> [What to work on]:
(a) List every term defined under the "A" heading of the timber frame glossary.
(b) Reproduce the part of the timber frame glossary between "Bird’s Mouth: A V-shaped" and "truss, and open.", inclusive.

> [Text passage]:

Timber Frame Terms

This glossary of timber frame terminology is provided to help explain the meaning of industry specific words that might otherwise be unfamiliar to those having little or no experience with timber frame structures.

A

Adze: A handled tool with its edge at a right angle to the handle, used to shape logs into timbers.

Anchor Beam: A major tying beam that is joined to post with shouldered through-tenon, and wedged from the opposite side.

Anchor Bolt: A bolt protruding from the top of the foundation onto which the sill plate is then fastened down with a nut.

Anisotropic: Having a physical property that has a different value when measured in one direction as opposed to the other. For example, wood is stronger parallel to the grain as opposed to perpendicular.

Arris: The edge along which two adjacent surfaces of a timber meet.

B


Bay: The space between two bents; the area between structural cross frames.

Beam: The main horizontal member in a building’s framework.

Bent: A structural network of timbers or a truss that makes up a cross-sectional piece of a frame.

Blind Mortise: A mortise that does not extend completely through the piece.

Bird’s Mouth: A V-shaped notch that resembles a bird’s open beak. It is cut into the base of a rafter and received by the plate.

Board Foot: A volume of wood equalling a piece 12 inches square by one inch thick.

Bottom Chord: Also known as a tie beam. There are two main types of timber roof trusses: closed, in which the bottom chord is horizontal and at the foot of the truss, and open.

Bow: Deviation from straight in the length of a timber in the horizontal direction. Also called sweep. If the deviation is vertical, it is called crown.

Boxed heart timber: Timber that includes the heart of the tree. Since checks will not cross the heart, such a timber can never split completely.

Brace: Any diagonal timber (permanent or temporary) that resists distortion of a frame.

Braced Frame: Timber frame.

Bridging: Short pieces of wood that are placed between beams or joists in order to prevent lateral movement.

Bridle: An open mortise-and-tenon end joint, such as at a rafter peak or sill corner, with one end of the mortise open; also tongue-and-fork.

Butt joint: An abutment of two timbers without penetration, kept in place by gravity or other timbers, or by ironwork.

Image

Note: the bottom chord of the truss spans from side to side and is labled above. The bottom chord provides a ridged structure for the king post and webbing to attach. 

C


Image

Note: the common rafters of the structure are labled above. The common rafters are those that are not integrated into a truss. Common rafters are free spanning rafters meant to provide rigidity and stability to the roof. 

Cant: A block of wood remaining after the better-quality pieces have been cut off.

Cantilever Beam: A timber that projects to supports an overhang.

Chamfer: A simple bevel done for the embellishment of a timber.

Check; A split that occurs from drying, usually originating from the pith and exiting to the nearest face; not a structural issue in most cases.

Cheek: The broad surface of a tenon; the corresponding surface of a mortise. The tenon shoulder is usually square to its cheek.

> [Supplied material]:
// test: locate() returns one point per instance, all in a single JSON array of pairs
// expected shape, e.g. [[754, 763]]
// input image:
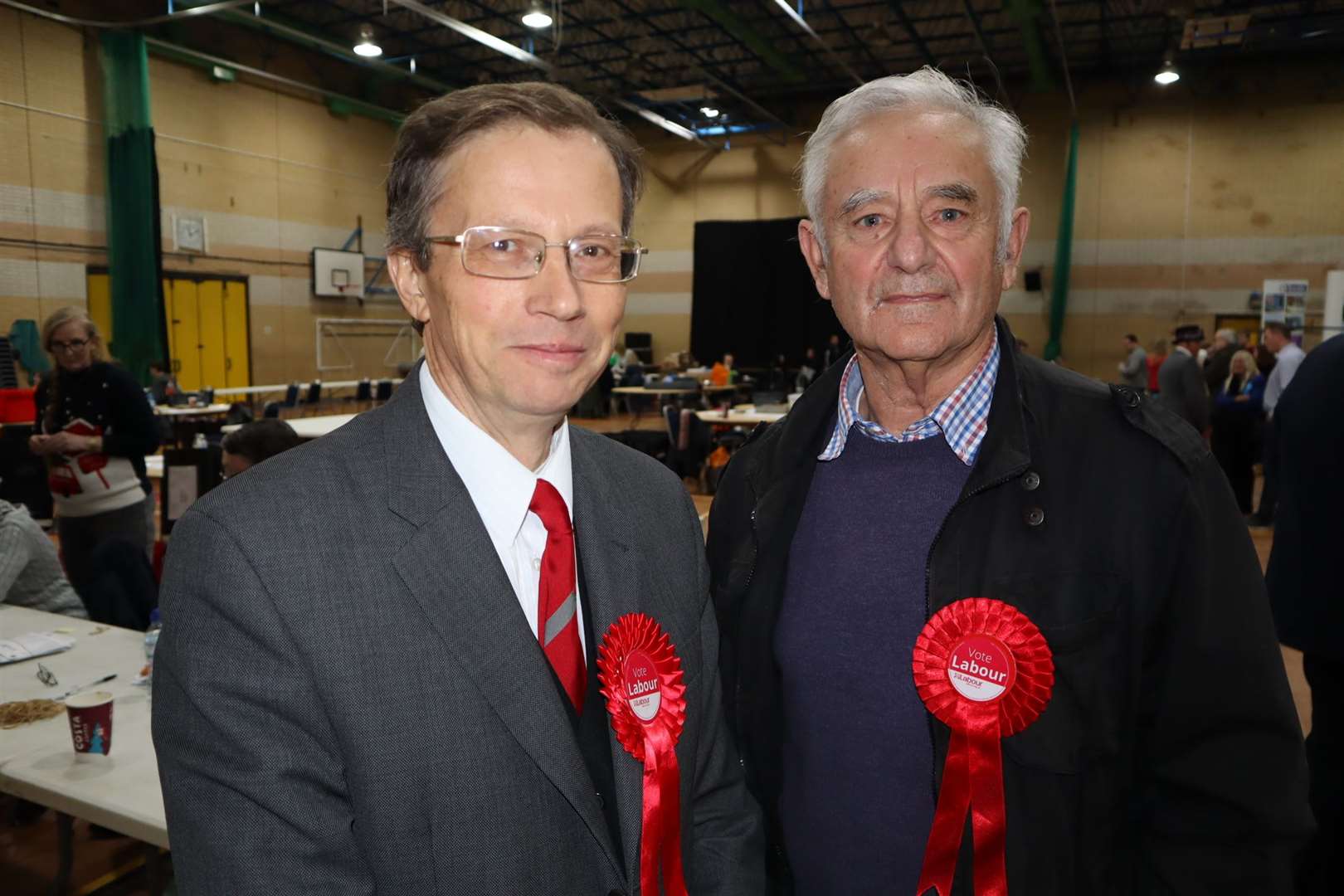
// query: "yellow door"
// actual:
[[236, 360], [100, 304], [184, 328], [210, 309]]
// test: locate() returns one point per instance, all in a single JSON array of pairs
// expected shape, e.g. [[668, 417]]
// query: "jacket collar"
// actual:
[[800, 437]]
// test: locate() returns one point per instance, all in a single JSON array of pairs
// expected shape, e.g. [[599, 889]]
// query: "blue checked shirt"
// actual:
[[962, 418]]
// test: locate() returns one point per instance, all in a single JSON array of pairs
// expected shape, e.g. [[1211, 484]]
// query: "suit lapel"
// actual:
[[450, 567], [613, 572]]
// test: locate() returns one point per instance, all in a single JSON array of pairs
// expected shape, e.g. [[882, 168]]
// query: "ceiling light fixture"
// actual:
[[366, 47], [537, 17]]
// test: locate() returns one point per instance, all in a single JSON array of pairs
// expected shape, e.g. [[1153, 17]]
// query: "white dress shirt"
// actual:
[[502, 490]]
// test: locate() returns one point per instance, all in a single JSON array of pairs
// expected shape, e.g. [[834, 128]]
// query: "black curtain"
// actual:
[[753, 295]]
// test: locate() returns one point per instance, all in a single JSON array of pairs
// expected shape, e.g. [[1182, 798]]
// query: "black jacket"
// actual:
[[1308, 527], [1170, 758]]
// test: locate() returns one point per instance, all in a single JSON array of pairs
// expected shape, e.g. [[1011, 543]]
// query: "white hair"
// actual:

> [List of solutions]:
(a) Adze, Anchor Beam, Anchor Bolt, Anisotropic, Arris

(b)
Bird’s Mouth: A V-shaped notch that resembles a bird’s open beak. It is cut into the base of a rafter and received by the plate.

Board Foot: A volume of wood equalling a piece 12 inches square by one inch thick.

Bottom Chord: Also known as a tie beam. There are two main types of timber roof trusses: closed, in which the bottom chord is horizontal and at the foot of the truss, and open.